==== RAW RECORDS
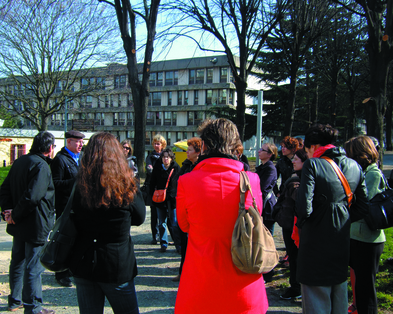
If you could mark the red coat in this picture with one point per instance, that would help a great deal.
(207, 208)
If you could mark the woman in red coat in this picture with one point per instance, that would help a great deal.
(207, 208)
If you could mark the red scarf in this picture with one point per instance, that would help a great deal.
(319, 152)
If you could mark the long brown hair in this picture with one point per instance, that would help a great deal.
(104, 177)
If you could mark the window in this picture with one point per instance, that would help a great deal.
(209, 96)
(122, 118)
(120, 81)
(200, 79)
(167, 118)
(196, 97)
(130, 118)
(156, 99)
(152, 79)
(89, 101)
(130, 103)
(169, 98)
(158, 118)
(159, 78)
(150, 118)
(223, 75)
(147, 138)
(191, 77)
(100, 83)
(171, 78)
(209, 78)
(222, 97)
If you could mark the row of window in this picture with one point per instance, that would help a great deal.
(128, 118)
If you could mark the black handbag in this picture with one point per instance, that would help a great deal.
(57, 252)
(380, 215)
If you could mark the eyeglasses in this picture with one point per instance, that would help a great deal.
(77, 141)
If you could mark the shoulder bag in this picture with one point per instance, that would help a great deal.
(253, 249)
(159, 196)
(380, 214)
(57, 252)
(342, 178)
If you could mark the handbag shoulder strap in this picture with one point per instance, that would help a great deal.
(167, 182)
(342, 178)
(244, 186)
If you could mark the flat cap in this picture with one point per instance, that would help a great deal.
(74, 134)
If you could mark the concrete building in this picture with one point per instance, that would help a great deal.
(180, 93)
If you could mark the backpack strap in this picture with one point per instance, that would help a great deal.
(342, 178)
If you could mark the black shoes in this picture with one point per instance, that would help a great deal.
(65, 282)
(291, 294)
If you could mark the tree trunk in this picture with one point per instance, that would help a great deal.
(290, 114)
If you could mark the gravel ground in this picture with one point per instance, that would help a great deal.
(155, 290)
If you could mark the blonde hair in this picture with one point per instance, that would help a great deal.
(161, 139)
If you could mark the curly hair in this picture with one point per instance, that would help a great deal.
(159, 138)
(219, 136)
(104, 178)
(195, 142)
(362, 150)
(320, 134)
(291, 143)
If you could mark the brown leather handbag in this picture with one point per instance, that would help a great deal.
(253, 249)
(159, 196)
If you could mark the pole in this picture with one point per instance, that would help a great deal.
(259, 125)
(65, 121)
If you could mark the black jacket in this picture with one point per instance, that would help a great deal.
(64, 171)
(325, 219)
(28, 190)
(284, 168)
(268, 178)
(104, 251)
(159, 179)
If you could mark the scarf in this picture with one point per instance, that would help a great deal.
(321, 150)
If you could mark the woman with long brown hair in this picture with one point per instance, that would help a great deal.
(105, 205)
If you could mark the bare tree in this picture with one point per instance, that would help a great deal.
(379, 46)
(127, 19)
(48, 46)
(303, 23)
(240, 27)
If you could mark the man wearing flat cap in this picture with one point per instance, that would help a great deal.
(64, 170)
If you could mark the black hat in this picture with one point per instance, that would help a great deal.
(74, 134)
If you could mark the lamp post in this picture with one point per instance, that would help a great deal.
(259, 125)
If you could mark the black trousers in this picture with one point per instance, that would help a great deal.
(364, 260)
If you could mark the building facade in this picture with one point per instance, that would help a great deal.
(180, 93)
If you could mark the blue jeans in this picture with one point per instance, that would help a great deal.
(25, 276)
(91, 296)
(168, 215)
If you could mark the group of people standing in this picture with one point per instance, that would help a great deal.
(323, 236)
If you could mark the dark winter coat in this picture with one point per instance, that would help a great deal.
(159, 179)
(104, 251)
(284, 168)
(325, 219)
(29, 191)
(64, 171)
(268, 178)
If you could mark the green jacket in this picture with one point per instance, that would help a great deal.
(359, 229)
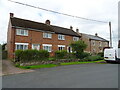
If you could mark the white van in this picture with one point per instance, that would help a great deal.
(110, 54)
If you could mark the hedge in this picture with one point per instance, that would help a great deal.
(60, 54)
(4, 54)
(29, 55)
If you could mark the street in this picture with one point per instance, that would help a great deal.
(72, 76)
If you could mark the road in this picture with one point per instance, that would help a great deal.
(72, 76)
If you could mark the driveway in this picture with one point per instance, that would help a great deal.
(72, 76)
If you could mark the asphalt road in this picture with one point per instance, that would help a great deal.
(72, 76)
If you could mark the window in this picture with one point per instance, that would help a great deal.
(69, 49)
(75, 38)
(36, 46)
(47, 47)
(93, 43)
(22, 32)
(47, 35)
(61, 47)
(100, 43)
(61, 37)
(21, 46)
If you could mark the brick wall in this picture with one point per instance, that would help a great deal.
(97, 47)
(36, 37)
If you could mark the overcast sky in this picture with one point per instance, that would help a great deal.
(104, 10)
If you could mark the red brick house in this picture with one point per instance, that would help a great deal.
(25, 34)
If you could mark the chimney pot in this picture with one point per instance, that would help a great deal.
(47, 22)
(77, 30)
(71, 27)
(96, 34)
(11, 14)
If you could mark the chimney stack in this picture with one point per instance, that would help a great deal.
(11, 14)
(71, 27)
(96, 34)
(77, 30)
(47, 22)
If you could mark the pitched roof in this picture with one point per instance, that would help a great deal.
(17, 22)
(92, 37)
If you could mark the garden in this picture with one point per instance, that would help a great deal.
(32, 59)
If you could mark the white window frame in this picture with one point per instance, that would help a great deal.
(61, 46)
(19, 32)
(47, 47)
(100, 43)
(47, 35)
(70, 49)
(75, 38)
(93, 43)
(24, 45)
(61, 37)
(37, 48)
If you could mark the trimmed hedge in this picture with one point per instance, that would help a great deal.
(29, 55)
(93, 58)
(60, 54)
(4, 54)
========
## CHALLENGE
Give back, word for word, the lines from the line that contains "If you could mark the green" through the last line of the records, with no pictures and nothing else.

## TASK SOLUTION
If you could mark the green jacket in this picture with one point per instance, that would help a great deal.
(359, 229)
If you could mark the white van in this picture with one point per instance, that would help a great deal.
(110, 54)
If you could mark the hedge in this picture with one point per instance, that would help a great deal.
(60, 54)
(4, 54)
(29, 55)
If you could mark the street in this picture with one point per instance, that would help a great deal.
(72, 76)
If you could mark the road in this picture with one point per instance, that would help a great deal.
(72, 76)
If you could mark the driveway in this picture with one point per instance, that would help a great deal.
(72, 76)
If you could mark the asphalt road in this picture with one point per instance, that would help a great deal.
(72, 76)
If you could mark the window in this picture with one point per instance, that would help a great deal.
(69, 49)
(75, 38)
(36, 46)
(47, 47)
(93, 43)
(22, 32)
(47, 35)
(61, 47)
(100, 43)
(61, 37)
(21, 46)
If you could mark the brick wall in this picture with one point per instance, that would help a great deal.
(97, 47)
(36, 37)
If you could mark the overcast sky in this picture with one point per instance, that would help a great deal.
(104, 10)
If you could mark the red brick house in this picture with one point per instance, that would help a great deal.
(25, 34)
If you could mark the chimney pot in this picture with one point per instance, that would help a great deal.
(47, 22)
(77, 30)
(71, 27)
(96, 34)
(11, 14)
If you could mark the chimney stack in this picture with one point per instance, that would help a great deal.
(11, 14)
(71, 27)
(96, 34)
(77, 30)
(47, 22)
If you could mark the pitched roof in this picture with one point per instance, that would help a great deal.
(17, 22)
(92, 37)
If you could mark the garden in this picture with one point per instance, that would help a great deal.
(32, 59)
If you could mark the white window frame in this picture with one point per instance, that would help a great deal.
(61, 46)
(19, 32)
(47, 47)
(100, 43)
(47, 35)
(70, 49)
(75, 38)
(93, 43)
(24, 45)
(61, 37)
(37, 48)
If you could mark the trimmed hedge in this picture with one point per instance, that would help a great deal.
(29, 55)
(93, 58)
(60, 54)
(4, 54)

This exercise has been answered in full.